[Stored data]
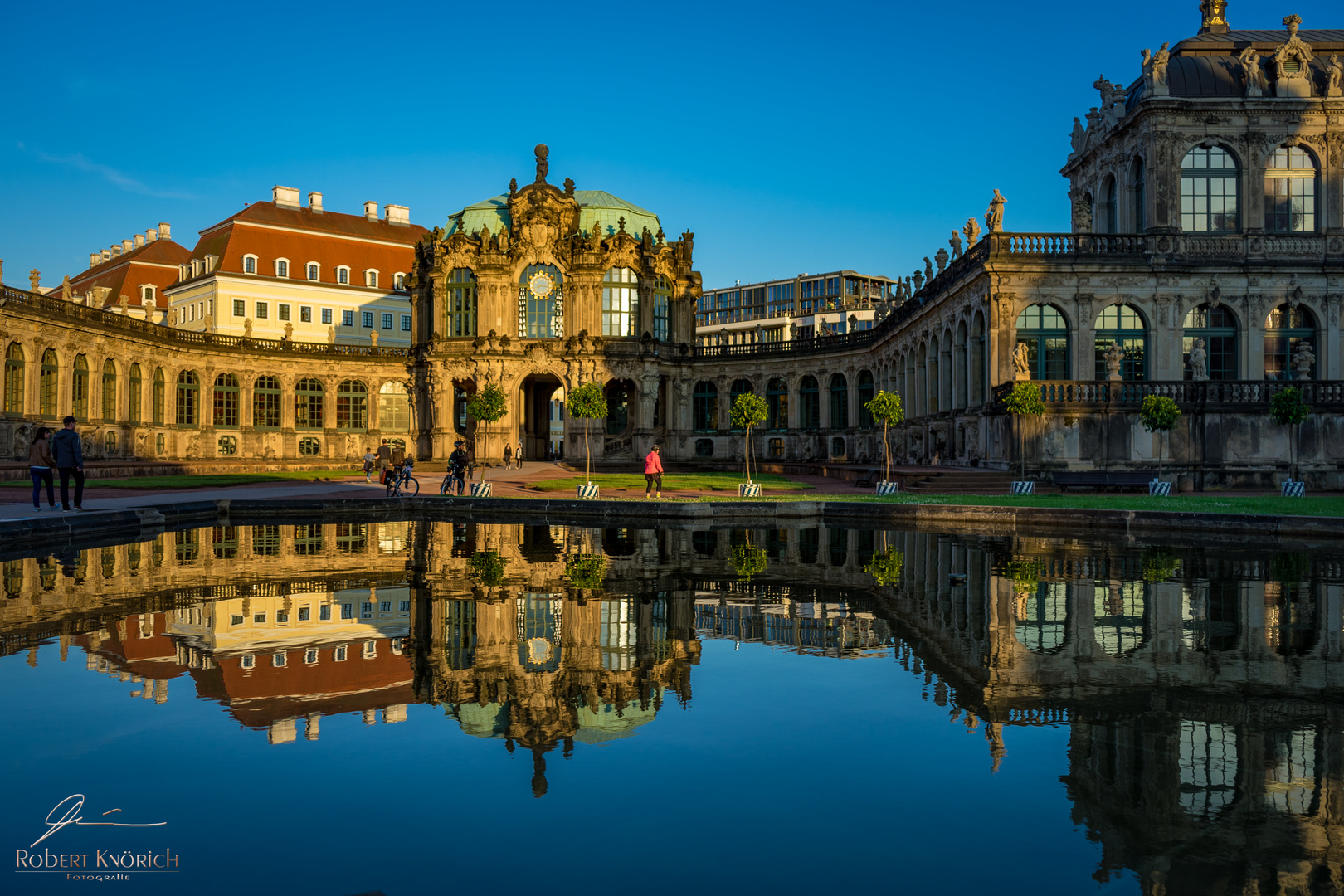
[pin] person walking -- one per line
(67, 455)
(654, 473)
(39, 465)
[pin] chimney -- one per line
(285, 197)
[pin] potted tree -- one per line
(886, 409)
(487, 406)
(1025, 401)
(587, 402)
(1289, 409)
(1159, 414)
(749, 410)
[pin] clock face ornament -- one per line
(541, 285)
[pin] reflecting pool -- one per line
(437, 707)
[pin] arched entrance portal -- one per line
(541, 421)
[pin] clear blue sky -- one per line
(788, 136)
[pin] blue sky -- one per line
(791, 137)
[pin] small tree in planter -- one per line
(587, 402)
(749, 410)
(1159, 414)
(1288, 407)
(488, 406)
(888, 410)
(1025, 401)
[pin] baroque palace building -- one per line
(1205, 261)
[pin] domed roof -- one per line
(597, 208)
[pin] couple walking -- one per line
(61, 451)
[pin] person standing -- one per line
(67, 455)
(654, 473)
(39, 465)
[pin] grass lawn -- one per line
(205, 480)
(672, 483)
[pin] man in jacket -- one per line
(67, 453)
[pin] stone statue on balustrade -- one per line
(1199, 362)
(1113, 356)
(1303, 360)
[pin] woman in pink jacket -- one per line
(654, 473)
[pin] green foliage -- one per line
(587, 571)
(487, 567)
(749, 559)
(1025, 399)
(1159, 414)
(886, 567)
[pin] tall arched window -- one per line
(49, 381)
(80, 388)
(353, 406)
(1122, 324)
(1287, 328)
(188, 398)
(541, 304)
(461, 303)
(777, 401)
(266, 403)
(134, 398)
(1045, 334)
(110, 391)
(308, 405)
(14, 379)
(1218, 328)
(1210, 191)
(620, 303)
(1291, 191)
(704, 406)
(866, 392)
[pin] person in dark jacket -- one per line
(67, 453)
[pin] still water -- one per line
(435, 707)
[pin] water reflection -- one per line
(1199, 687)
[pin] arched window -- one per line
(839, 402)
(1045, 334)
(1138, 197)
(14, 379)
(1287, 328)
(226, 401)
(461, 303)
(394, 409)
(663, 309)
(1218, 328)
(1122, 324)
(704, 406)
(158, 401)
(47, 382)
(1291, 192)
(620, 303)
(134, 402)
(353, 406)
(110, 391)
(266, 403)
(810, 405)
(188, 398)
(777, 399)
(80, 388)
(1209, 191)
(866, 392)
(308, 405)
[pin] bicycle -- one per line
(402, 484)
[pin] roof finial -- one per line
(1213, 17)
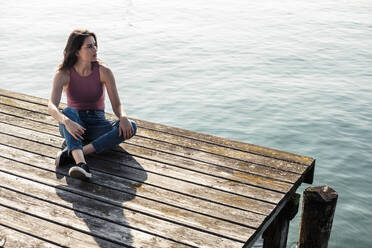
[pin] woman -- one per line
(83, 123)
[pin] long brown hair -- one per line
(74, 43)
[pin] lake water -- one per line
(294, 75)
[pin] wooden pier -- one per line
(165, 187)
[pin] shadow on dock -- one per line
(99, 202)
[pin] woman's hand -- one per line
(125, 128)
(74, 129)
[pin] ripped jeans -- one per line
(102, 133)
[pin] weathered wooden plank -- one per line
(231, 169)
(181, 145)
(213, 196)
(196, 178)
(60, 196)
(11, 238)
(191, 223)
(52, 231)
(133, 189)
(81, 215)
(186, 143)
(194, 135)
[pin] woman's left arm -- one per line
(107, 77)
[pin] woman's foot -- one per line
(81, 171)
(63, 158)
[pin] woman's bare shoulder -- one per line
(103, 68)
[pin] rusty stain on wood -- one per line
(166, 187)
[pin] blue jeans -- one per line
(102, 133)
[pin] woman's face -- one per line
(88, 51)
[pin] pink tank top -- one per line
(86, 93)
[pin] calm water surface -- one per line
(291, 75)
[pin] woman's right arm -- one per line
(60, 80)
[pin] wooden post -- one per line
(318, 208)
(275, 235)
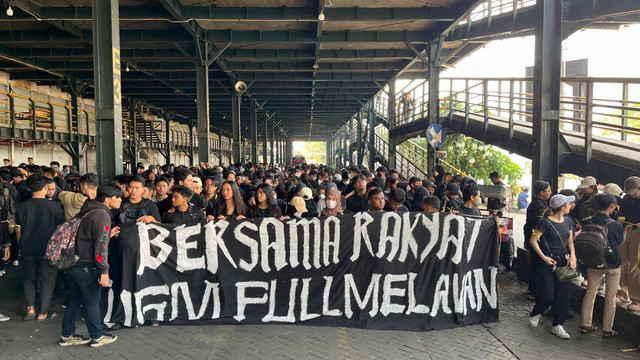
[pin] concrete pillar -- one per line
(108, 88)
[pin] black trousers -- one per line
(551, 292)
(39, 279)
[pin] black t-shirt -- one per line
(556, 236)
(615, 235)
(630, 209)
(357, 203)
(463, 210)
(38, 219)
(129, 212)
(273, 211)
(193, 214)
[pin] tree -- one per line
(478, 160)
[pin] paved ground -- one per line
(511, 338)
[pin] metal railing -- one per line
(491, 8)
(29, 113)
(598, 110)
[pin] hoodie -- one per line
(92, 239)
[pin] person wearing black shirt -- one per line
(552, 240)
(395, 200)
(135, 208)
(37, 219)
(539, 203)
(182, 211)
(266, 204)
(92, 244)
(357, 201)
(231, 205)
(615, 236)
(629, 215)
(18, 179)
(471, 197)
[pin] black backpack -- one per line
(592, 245)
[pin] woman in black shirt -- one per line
(552, 240)
(266, 205)
(231, 205)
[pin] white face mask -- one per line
(331, 204)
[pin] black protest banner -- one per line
(387, 270)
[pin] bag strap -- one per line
(559, 237)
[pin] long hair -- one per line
(240, 207)
(268, 191)
(549, 211)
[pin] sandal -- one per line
(587, 329)
(49, 316)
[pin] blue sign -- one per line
(436, 135)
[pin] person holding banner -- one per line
(552, 240)
(231, 205)
(266, 204)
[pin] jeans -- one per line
(551, 292)
(39, 279)
(84, 289)
(594, 276)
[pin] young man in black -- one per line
(182, 211)
(92, 244)
(37, 219)
(135, 208)
(357, 200)
(539, 203)
(471, 197)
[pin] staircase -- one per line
(148, 128)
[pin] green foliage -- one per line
(478, 159)
(633, 121)
(315, 150)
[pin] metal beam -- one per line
(202, 102)
(546, 92)
(237, 128)
(106, 48)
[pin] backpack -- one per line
(61, 246)
(592, 245)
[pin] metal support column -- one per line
(202, 94)
(359, 152)
(254, 132)
(372, 138)
(265, 127)
(108, 87)
(237, 129)
(391, 159)
(273, 145)
(546, 92)
(434, 49)
(167, 134)
(206, 145)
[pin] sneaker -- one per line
(559, 331)
(103, 340)
(74, 339)
(535, 320)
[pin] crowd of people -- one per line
(553, 223)
(37, 199)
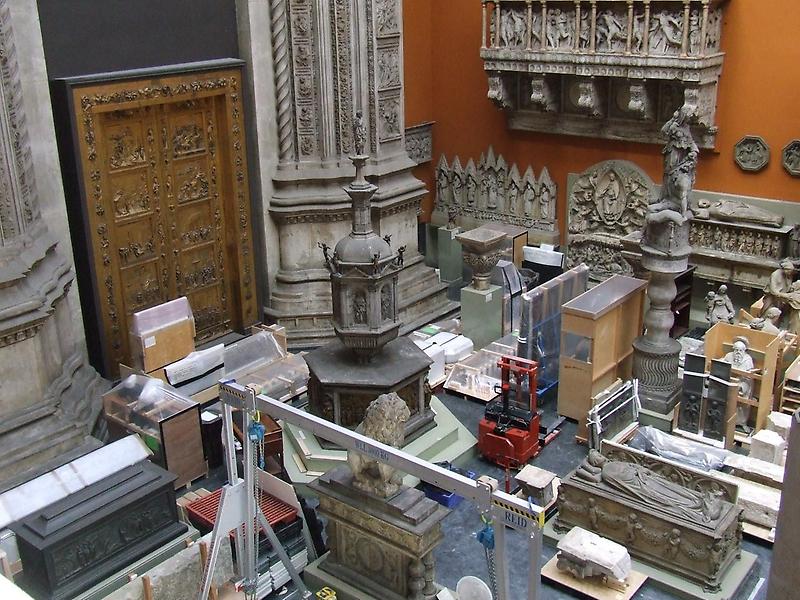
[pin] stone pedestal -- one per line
(381, 547)
(451, 263)
(340, 389)
(329, 62)
(482, 314)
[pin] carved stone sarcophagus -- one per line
(679, 519)
(73, 544)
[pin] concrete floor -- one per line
(460, 553)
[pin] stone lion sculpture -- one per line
(384, 421)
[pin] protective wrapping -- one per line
(687, 452)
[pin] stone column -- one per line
(784, 577)
(665, 253)
(49, 396)
(328, 61)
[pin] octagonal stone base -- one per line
(340, 388)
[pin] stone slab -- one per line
(768, 446)
(732, 581)
(482, 314)
(450, 257)
(655, 419)
(305, 459)
(759, 503)
(780, 423)
(592, 588)
(756, 470)
(589, 547)
(120, 587)
(315, 578)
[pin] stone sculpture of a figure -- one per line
(680, 165)
(719, 307)
(780, 282)
(769, 323)
(640, 483)
(384, 421)
(359, 133)
(735, 211)
(792, 299)
(741, 361)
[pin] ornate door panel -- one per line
(164, 186)
(194, 212)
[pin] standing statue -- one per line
(740, 360)
(384, 421)
(780, 283)
(359, 133)
(680, 165)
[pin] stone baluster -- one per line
(496, 42)
(704, 29)
(686, 26)
(430, 568)
(484, 24)
(544, 24)
(629, 40)
(529, 28)
(416, 580)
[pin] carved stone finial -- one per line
(359, 133)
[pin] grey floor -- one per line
(460, 553)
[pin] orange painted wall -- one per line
(758, 95)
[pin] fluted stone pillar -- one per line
(49, 395)
(665, 253)
(328, 60)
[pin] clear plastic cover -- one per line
(252, 353)
(144, 402)
(281, 380)
(160, 316)
(687, 452)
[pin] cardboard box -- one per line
(159, 347)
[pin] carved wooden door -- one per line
(165, 191)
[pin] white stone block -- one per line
(780, 423)
(768, 446)
(610, 558)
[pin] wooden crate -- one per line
(597, 332)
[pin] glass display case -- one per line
(168, 422)
(539, 336)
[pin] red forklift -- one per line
(508, 434)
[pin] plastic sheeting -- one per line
(687, 452)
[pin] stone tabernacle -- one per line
(367, 359)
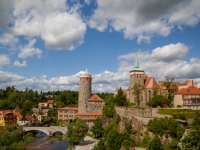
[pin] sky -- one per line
(46, 44)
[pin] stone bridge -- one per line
(48, 130)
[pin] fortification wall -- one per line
(130, 112)
(95, 106)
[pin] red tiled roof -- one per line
(189, 90)
(185, 82)
(42, 104)
(150, 82)
(69, 108)
(88, 114)
(95, 98)
(18, 115)
(50, 101)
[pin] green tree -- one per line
(97, 128)
(192, 140)
(137, 89)
(120, 98)
(156, 144)
(157, 100)
(100, 145)
(77, 129)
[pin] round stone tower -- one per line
(84, 91)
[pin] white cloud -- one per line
(4, 60)
(143, 19)
(29, 50)
(60, 26)
(107, 81)
(170, 52)
(8, 39)
(18, 64)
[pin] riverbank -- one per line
(86, 144)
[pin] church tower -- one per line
(137, 75)
(84, 91)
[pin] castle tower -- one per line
(137, 75)
(84, 91)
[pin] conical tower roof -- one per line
(136, 67)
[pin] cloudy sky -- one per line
(46, 44)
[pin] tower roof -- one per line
(136, 67)
(86, 74)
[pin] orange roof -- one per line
(43, 104)
(18, 115)
(150, 82)
(88, 114)
(69, 108)
(189, 90)
(185, 82)
(50, 101)
(95, 98)
(4, 113)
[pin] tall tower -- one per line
(84, 91)
(137, 75)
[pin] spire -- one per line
(86, 71)
(136, 67)
(136, 62)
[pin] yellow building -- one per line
(67, 113)
(7, 117)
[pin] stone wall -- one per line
(130, 112)
(95, 106)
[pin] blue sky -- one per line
(45, 45)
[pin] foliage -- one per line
(157, 100)
(163, 126)
(146, 139)
(192, 140)
(175, 112)
(15, 138)
(77, 129)
(137, 89)
(120, 99)
(97, 128)
(155, 144)
(100, 145)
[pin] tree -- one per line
(77, 129)
(155, 144)
(157, 100)
(192, 140)
(100, 145)
(137, 89)
(120, 98)
(97, 128)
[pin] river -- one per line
(42, 143)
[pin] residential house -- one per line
(50, 103)
(18, 116)
(67, 113)
(24, 121)
(187, 98)
(42, 105)
(7, 117)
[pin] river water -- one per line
(42, 143)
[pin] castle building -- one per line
(89, 105)
(149, 84)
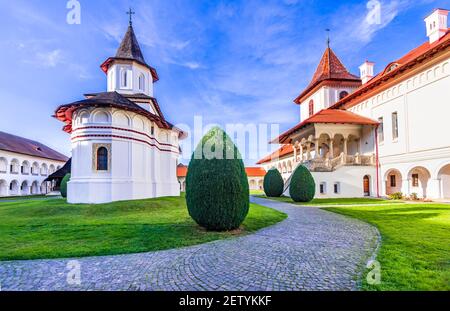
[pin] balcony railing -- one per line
(328, 165)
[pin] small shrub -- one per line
(302, 187)
(396, 196)
(414, 196)
(63, 186)
(217, 192)
(273, 183)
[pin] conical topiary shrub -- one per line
(273, 183)
(63, 186)
(217, 192)
(302, 187)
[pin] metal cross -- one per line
(328, 36)
(131, 13)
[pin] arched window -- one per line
(102, 159)
(343, 94)
(142, 82)
(311, 107)
(124, 78)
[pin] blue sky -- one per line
(227, 61)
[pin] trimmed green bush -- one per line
(217, 192)
(273, 183)
(63, 186)
(302, 187)
(396, 196)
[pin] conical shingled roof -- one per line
(329, 68)
(129, 48)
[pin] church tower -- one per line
(127, 72)
(123, 148)
(330, 83)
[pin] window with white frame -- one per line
(394, 125)
(142, 82)
(337, 187)
(323, 188)
(380, 130)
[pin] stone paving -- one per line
(311, 250)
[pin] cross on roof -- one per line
(131, 13)
(328, 36)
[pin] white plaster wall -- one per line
(421, 102)
(141, 165)
(350, 179)
(6, 177)
(135, 70)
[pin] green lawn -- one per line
(337, 201)
(28, 197)
(415, 249)
(33, 229)
(254, 192)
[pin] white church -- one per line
(123, 148)
(374, 135)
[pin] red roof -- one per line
(283, 151)
(255, 171)
(327, 116)
(250, 171)
(330, 68)
(181, 170)
(406, 62)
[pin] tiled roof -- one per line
(63, 171)
(330, 68)
(106, 99)
(335, 116)
(392, 70)
(17, 144)
(250, 171)
(283, 151)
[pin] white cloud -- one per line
(49, 58)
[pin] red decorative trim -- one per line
(122, 129)
(124, 137)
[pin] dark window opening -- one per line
(343, 94)
(393, 181)
(102, 159)
(415, 180)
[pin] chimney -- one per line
(366, 71)
(436, 24)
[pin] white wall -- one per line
(30, 179)
(422, 104)
(323, 98)
(350, 179)
(134, 71)
(142, 164)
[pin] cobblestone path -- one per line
(311, 250)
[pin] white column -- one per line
(345, 146)
(405, 187)
(331, 146)
(301, 152)
(316, 148)
(434, 189)
(295, 152)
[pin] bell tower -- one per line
(127, 72)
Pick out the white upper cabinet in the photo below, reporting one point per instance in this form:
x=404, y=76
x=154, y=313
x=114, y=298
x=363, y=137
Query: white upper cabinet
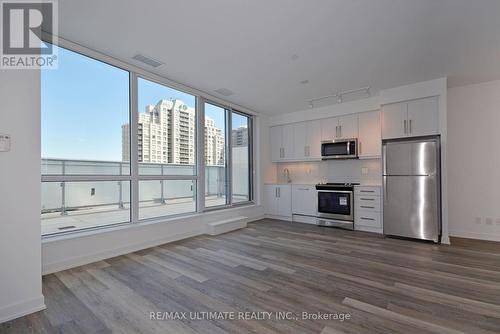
x=284, y=200
x=276, y=139
x=410, y=119
x=307, y=140
x=394, y=120
x=314, y=139
x=300, y=140
x=348, y=126
x=340, y=127
x=423, y=117
x=369, y=140
x=287, y=142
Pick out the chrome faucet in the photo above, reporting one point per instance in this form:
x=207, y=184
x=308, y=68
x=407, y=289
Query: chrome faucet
x=286, y=173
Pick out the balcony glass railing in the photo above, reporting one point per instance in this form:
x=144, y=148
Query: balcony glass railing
x=76, y=205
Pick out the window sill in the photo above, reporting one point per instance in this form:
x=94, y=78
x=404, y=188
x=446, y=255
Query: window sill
x=123, y=226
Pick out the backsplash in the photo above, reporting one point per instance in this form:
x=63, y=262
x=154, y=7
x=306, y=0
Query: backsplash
x=365, y=171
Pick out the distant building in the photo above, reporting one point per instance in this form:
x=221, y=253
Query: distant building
x=166, y=134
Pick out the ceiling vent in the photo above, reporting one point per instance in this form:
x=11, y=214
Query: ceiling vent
x=147, y=60
x=224, y=92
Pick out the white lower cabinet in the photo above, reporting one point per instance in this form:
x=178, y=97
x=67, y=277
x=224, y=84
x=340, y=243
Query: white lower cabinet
x=278, y=200
x=304, y=200
x=368, y=209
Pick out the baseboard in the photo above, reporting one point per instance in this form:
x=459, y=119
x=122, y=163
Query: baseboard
x=53, y=267
x=23, y=308
x=304, y=219
x=368, y=229
x=284, y=218
x=476, y=244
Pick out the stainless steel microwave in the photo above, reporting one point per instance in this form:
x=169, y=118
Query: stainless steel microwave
x=339, y=149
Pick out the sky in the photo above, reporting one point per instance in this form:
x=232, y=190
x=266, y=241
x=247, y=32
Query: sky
x=85, y=103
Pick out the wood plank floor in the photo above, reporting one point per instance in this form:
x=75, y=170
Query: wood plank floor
x=384, y=285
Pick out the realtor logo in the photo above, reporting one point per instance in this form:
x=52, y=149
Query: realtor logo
x=28, y=32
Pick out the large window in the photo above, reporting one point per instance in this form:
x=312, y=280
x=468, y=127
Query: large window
x=241, y=157
x=227, y=156
x=166, y=150
x=216, y=177
x=106, y=160
x=85, y=173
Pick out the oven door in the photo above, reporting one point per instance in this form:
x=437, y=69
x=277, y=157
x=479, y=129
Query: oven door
x=339, y=149
x=335, y=204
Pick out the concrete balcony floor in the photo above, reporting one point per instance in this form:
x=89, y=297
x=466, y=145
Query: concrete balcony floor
x=90, y=217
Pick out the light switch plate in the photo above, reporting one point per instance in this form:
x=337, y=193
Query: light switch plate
x=4, y=143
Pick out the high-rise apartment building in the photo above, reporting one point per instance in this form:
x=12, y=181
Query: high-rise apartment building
x=166, y=134
x=239, y=136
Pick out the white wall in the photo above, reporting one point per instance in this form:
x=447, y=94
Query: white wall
x=474, y=160
x=20, y=259
x=332, y=171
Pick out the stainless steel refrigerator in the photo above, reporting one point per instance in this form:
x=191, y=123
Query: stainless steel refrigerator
x=412, y=183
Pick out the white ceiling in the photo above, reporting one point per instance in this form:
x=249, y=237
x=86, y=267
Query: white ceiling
x=251, y=46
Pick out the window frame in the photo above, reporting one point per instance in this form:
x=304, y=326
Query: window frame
x=198, y=178
x=229, y=158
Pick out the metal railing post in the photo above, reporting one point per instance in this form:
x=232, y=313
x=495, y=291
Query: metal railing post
x=63, y=191
x=162, y=198
x=120, y=189
x=63, y=199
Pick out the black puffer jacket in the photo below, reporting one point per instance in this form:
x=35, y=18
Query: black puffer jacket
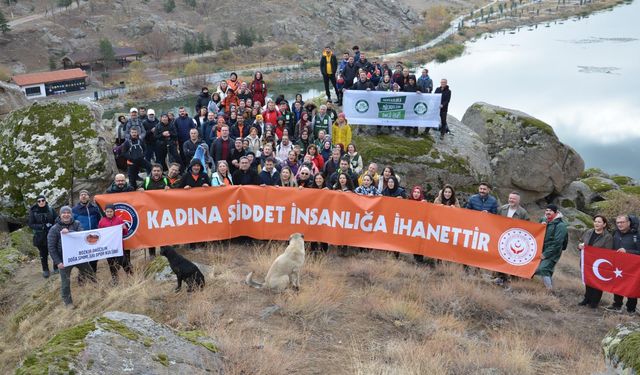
x=40, y=220
x=54, y=241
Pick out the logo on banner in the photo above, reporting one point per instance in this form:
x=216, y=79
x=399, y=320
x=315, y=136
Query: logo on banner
x=420, y=108
x=517, y=247
x=130, y=217
x=92, y=238
x=362, y=106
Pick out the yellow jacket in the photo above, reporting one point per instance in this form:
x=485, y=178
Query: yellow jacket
x=341, y=134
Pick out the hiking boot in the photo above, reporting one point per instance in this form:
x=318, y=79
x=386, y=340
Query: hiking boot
x=614, y=308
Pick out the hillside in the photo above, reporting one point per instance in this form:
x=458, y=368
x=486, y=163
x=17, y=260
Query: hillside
x=307, y=24
x=366, y=313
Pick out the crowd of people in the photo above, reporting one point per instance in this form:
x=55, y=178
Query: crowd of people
x=240, y=136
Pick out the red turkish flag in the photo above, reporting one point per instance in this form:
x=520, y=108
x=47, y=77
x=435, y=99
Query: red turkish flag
x=611, y=271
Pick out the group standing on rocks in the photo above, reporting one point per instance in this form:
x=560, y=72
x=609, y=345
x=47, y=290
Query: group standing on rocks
x=241, y=136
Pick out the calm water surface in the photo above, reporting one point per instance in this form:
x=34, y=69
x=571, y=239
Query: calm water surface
x=582, y=76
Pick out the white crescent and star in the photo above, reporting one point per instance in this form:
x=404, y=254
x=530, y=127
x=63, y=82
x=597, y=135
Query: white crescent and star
x=596, y=270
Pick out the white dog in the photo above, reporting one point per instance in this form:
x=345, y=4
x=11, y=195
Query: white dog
x=285, y=269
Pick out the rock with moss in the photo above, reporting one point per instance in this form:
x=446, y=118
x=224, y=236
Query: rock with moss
x=11, y=98
x=123, y=343
x=621, y=349
x=525, y=152
x=422, y=160
x=54, y=149
x=600, y=184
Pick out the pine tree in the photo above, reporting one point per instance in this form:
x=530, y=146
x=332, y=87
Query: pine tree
x=4, y=24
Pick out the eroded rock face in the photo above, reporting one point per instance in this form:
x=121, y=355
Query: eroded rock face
x=123, y=343
x=52, y=149
x=11, y=98
x=525, y=153
x=427, y=161
x=621, y=348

Exercise: Starting at the line that has "Pick out the sky" and ending at the line that has "x=468, y=127", please write out the lines above exactly, leaving out all others.

Answer to this task:
Pick out the sky in the photo above, reporting one point per instance in this form:
x=232, y=190
x=266, y=241
x=247, y=32
Query: sky
x=85, y=103
Pick out the wood plank floor in the photo above, reporting one point per instance in this form:
x=75, y=170
Query: wood plank floor
x=384, y=285
Pick out the realtor logo in the photo above, reporting one point per instance in this form:
x=52, y=149
Query: realtor logo
x=28, y=32
Pick out the large window in the photo above, reporting one point per instance in this form:
x=312, y=280
x=468, y=127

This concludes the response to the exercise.